_EXERCISE DESCRIPTION_: Go through the records and give each one again exactly.

**** EXCERPTED DATA

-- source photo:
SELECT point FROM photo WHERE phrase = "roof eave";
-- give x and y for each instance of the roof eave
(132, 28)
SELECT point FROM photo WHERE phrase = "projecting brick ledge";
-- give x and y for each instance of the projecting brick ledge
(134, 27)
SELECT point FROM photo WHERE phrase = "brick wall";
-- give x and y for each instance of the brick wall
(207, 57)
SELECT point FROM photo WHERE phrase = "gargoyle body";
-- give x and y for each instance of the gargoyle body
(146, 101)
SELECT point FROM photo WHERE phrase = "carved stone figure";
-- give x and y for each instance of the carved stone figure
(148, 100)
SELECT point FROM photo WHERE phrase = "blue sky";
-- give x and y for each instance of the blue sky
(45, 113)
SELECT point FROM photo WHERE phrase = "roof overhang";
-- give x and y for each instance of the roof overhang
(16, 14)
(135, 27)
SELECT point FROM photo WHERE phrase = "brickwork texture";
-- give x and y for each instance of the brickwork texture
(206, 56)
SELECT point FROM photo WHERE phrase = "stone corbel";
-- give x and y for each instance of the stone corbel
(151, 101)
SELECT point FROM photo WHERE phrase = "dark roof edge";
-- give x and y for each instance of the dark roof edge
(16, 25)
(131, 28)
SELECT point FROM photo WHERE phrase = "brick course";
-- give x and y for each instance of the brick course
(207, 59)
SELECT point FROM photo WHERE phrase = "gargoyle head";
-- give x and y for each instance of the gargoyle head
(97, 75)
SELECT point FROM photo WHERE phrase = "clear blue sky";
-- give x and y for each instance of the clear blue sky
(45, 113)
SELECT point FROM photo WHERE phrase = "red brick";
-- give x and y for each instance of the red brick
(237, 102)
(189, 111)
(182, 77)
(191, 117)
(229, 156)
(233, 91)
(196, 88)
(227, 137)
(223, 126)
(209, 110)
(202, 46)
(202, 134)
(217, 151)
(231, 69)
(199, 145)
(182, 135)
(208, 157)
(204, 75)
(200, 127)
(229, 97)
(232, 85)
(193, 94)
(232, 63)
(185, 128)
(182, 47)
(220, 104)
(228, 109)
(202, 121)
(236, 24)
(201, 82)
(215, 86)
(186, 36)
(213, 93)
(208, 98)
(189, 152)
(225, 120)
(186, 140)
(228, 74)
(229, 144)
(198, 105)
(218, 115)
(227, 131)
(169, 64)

********

_RESULT OF THIS EXERCISE_:
-- source photo:
SELECT point FROM photo WHERE phrase = "roof eave";
-- give x and y for each instance of the roof eave
(132, 28)
SELECT point FROM photo WHERE phrase = "projecting brick ledge";
-- give x and y for each instance of the projecting brick ledge
(134, 27)
SELECT point FROM photo WHERE phrase = "brick wall";
-- give x and y for each instance of the brick wall
(207, 57)
SELECT point FROM photo WHERE phrase = "gargoyle body";
-- give x and y for each instance of the gargoyle body
(146, 101)
SELECT point FROM photo WHERE phrase = "carved stone figure";
-- give x and y for each instance of the carved stone figure
(148, 100)
SELECT point FROM photo WHERE phrase = "blue sky";
-- give x and y for each instance of the blue sky
(45, 113)
SELECT point FROM photo WHERE phrase = "roof overhang";
-- give x and y for each instance of the roof overhang
(16, 14)
(135, 27)
SELECT point FROM photo WHERE phrase = "brickwork texture";
-- give x and y for each instance of the brickwork texture
(206, 56)
SELECT point FROM photo WHERE phrase = "stone corbel";
-- give x and y for each instance of the stone corbel
(151, 101)
SELECT point FROM photo WHERE phrase = "dark roof edge";
-- give x and y for each instance of the dark roof edge
(16, 25)
(131, 28)
SELECT point FROM photo WHERE phrase = "brick course";
-- give x and y for each instance of the brick course
(207, 59)
SELECT point FROM photo WHERE phrase = "gargoyle head";
-- give x and y for each instance of the gargoyle head
(97, 75)
SELECT point FROM photo WHERE phrase = "clear blue sky";
-- give x and y for each instance of the clear blue sky
(45, 113)
SELECT point FROM photo WHERE phrase = "red brick";
-- give x and y for each instance of the red brick
(237, 102)
(189, 111)
(182, 77)
(191, 117)
(229, 156)
(233, 91)
(196, 88)
(227, 137)
(223, 126)
(209, 110)
(202, 46)
(202, 134)
(217, 151)
(231, 69)
(199, 145)
(182, 135)
(208, 157)
(204, 75)
(200, 127)
(229, 97)
(232, 85)
(193, 94)
(232, 63)
(185, 128)
(182, 47)
(220, 104)
(228, 109)
(202, 121)
(236, 24)
(201, 82)
(215, 86)
(186, 36)
(213, 93)
(208, 98)
(189, 152)
(225, 120)
(186, 140)
(228, 74)
(229, 144)
(198, 105)
(218, 115)
(227, 131)
(169, 64)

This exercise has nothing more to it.